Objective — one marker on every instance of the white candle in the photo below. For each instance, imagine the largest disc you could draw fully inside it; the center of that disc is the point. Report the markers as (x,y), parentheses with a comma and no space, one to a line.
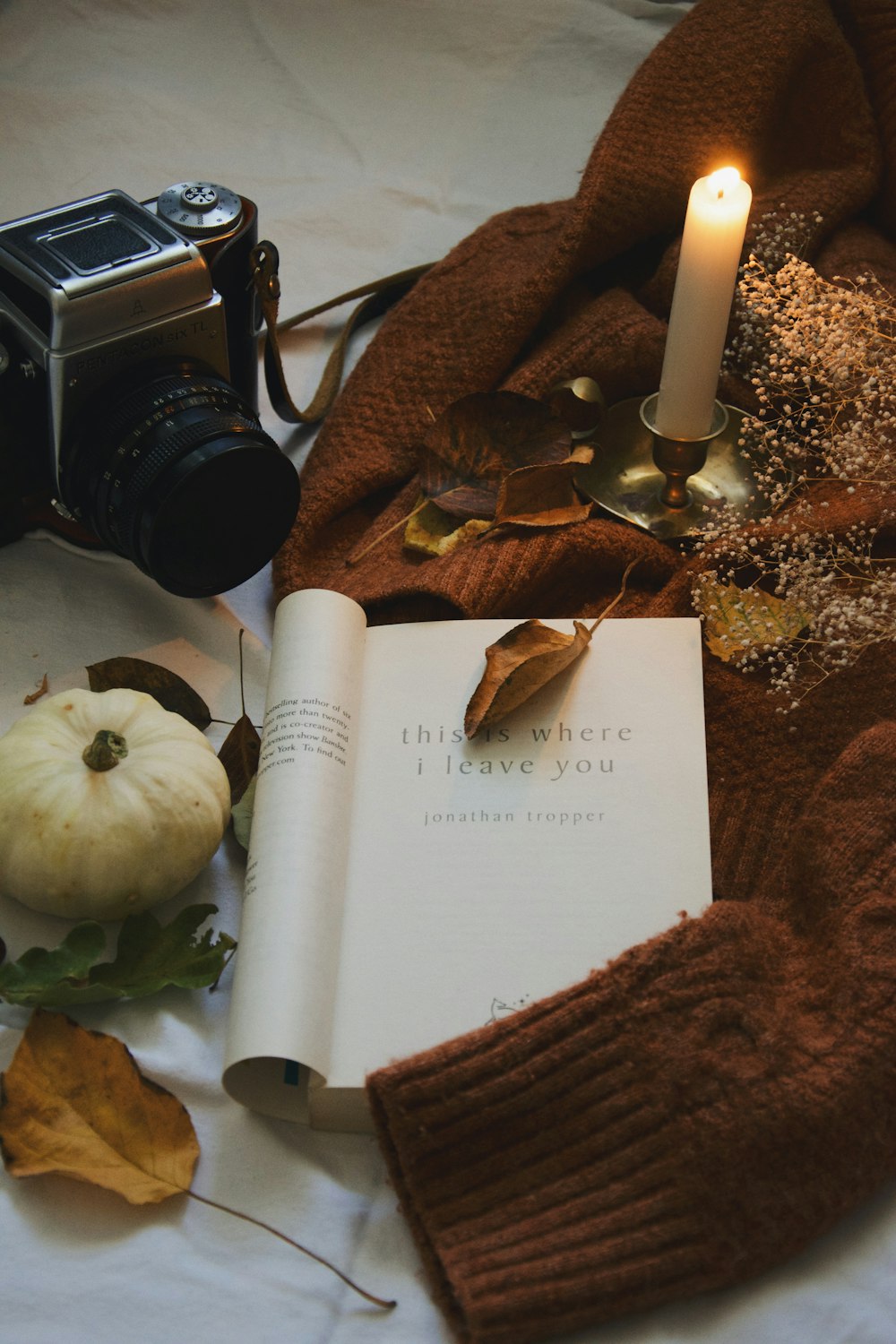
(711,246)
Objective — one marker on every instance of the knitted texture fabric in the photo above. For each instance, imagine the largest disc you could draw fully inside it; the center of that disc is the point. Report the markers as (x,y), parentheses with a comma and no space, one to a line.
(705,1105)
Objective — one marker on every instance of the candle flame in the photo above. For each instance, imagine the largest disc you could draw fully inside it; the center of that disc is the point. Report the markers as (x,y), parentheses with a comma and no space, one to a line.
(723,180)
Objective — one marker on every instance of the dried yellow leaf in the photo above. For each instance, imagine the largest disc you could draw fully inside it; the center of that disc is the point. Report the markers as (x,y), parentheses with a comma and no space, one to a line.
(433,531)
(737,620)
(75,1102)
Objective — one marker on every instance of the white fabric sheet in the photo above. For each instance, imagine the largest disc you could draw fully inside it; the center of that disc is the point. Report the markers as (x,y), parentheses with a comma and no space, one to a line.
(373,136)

--

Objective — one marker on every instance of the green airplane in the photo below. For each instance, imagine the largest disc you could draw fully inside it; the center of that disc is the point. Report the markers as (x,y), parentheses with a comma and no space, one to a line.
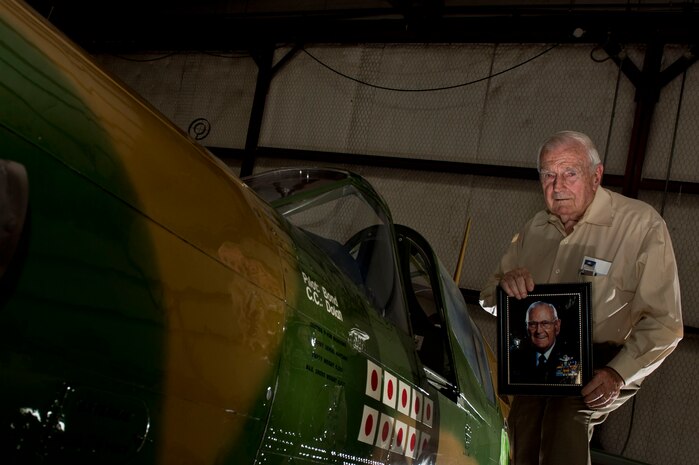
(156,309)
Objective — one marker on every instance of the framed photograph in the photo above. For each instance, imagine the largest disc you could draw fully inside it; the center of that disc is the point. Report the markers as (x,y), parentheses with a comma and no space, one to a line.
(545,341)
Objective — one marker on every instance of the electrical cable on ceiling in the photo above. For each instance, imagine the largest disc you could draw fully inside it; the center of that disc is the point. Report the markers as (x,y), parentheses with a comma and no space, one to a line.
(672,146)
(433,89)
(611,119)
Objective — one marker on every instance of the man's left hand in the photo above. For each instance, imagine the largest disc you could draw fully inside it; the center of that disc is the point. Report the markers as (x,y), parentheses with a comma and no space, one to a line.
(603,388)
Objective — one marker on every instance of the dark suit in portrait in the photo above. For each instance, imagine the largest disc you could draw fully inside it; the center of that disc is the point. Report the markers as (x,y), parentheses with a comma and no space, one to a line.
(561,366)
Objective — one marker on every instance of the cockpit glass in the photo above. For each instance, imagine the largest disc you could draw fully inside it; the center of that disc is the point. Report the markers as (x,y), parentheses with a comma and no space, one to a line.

--

Aim of the task: Find where the line with "Objective — one marker on every instance of the man's" sits in the material above, then copy exactly from it through the line with "Objective — one marker on every instance of the cockpit". Add no other line.

Task solution:
Objective — one marker on every instance of the man's left hand in the photo above. For each instance, imagine the largest disc you could draw fully inside it; the center of that disc is the point. Report the markers as (x,y), parentheses with a comma and no space, one to a line.
(603,388)
Objective — one marker on every instance of the dark suit in portrait in the photo above. For each instance, imagine the largest disc you could draw fully inside it; the center of that disc is the point. Report the markers as (x,y), parentheses with a comma and no space, one to a line.
(561,366)
Objective — one marker on every instance of the cockpit glass in the photo above. For each instance, imagine the largest disc you could draw fully inside it; the center of that disc is the point. Report the markers as (x,y), parentheses with a comma and no space, one to a line.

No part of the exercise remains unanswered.